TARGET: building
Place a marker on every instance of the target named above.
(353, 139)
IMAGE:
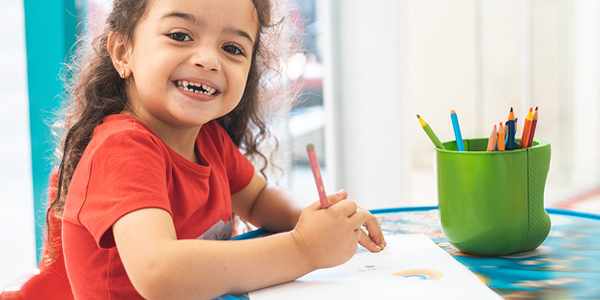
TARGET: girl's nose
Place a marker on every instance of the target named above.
(207, 59)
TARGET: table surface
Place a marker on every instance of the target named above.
(565, 266)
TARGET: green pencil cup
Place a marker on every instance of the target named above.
(492, 203)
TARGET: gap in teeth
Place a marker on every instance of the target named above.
(187, 86)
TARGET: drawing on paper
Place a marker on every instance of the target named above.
(420, 274)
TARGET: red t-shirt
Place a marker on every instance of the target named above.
(127, 167)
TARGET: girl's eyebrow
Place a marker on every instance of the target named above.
(192, 19)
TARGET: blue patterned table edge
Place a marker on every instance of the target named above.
(565, 266)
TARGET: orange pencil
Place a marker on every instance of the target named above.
(533, 125)
(492, 140)
(501, 140)
(527, 129)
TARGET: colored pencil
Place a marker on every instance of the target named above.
(430, 133)
(314, 165)
(527, 129)
(533, 125)
(457, 134)
(501, 133)
(510, 133)
(492, 140)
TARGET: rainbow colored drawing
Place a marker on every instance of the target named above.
(421, 274)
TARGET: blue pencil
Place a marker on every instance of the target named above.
(457, 134)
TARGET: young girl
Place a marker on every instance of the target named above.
(151, 168)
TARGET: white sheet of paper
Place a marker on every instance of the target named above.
(412, 266)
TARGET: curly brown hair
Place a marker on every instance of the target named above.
(95, 90)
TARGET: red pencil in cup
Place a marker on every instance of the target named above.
(314, 165)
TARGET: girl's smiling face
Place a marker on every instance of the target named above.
(189, 61)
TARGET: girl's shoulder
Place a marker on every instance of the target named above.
(119, 131)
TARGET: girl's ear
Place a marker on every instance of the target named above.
(119, 51)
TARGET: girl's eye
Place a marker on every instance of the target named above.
(233, 49)
(180, 36)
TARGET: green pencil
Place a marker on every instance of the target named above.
(430, 133)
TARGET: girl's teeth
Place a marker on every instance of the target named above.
(184, 85)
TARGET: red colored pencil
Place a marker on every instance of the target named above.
(492, 139)
(533, 124)
(314, 165)
(527, 129)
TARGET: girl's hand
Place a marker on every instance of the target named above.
(328, 237)
(374, 240)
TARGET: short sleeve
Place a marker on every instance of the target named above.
(239, 169)
(127, 172)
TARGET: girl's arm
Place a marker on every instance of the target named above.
(275, 209)
(267, 206)
(162, 267)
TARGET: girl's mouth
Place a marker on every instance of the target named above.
(195, 87)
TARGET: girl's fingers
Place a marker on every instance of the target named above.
(366, 241)
(337, 197)
(374, 229)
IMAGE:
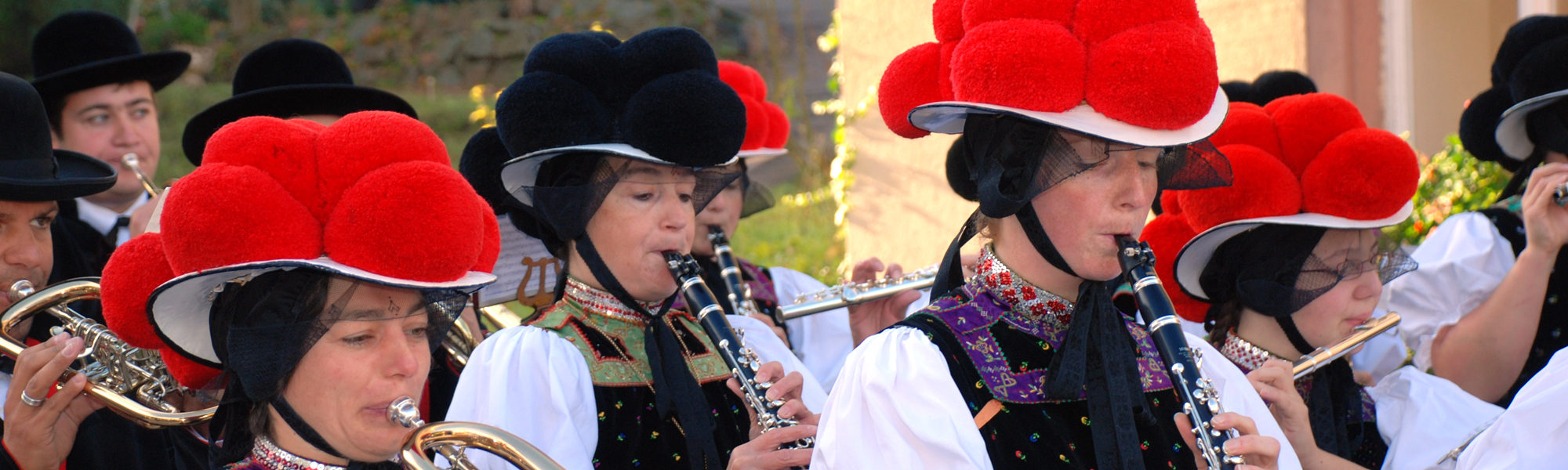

⁂

Identify every line in the entries above that contains the word "pencil", and copy each such line. Match case exactly.

TARGET: green pencil cup
TARGET: orange pencil
TARGET: colored pencil
TARGET: blue pencil
TARGET: red pencil in cup
TARGET: green pencil
TARGET: red colored pencil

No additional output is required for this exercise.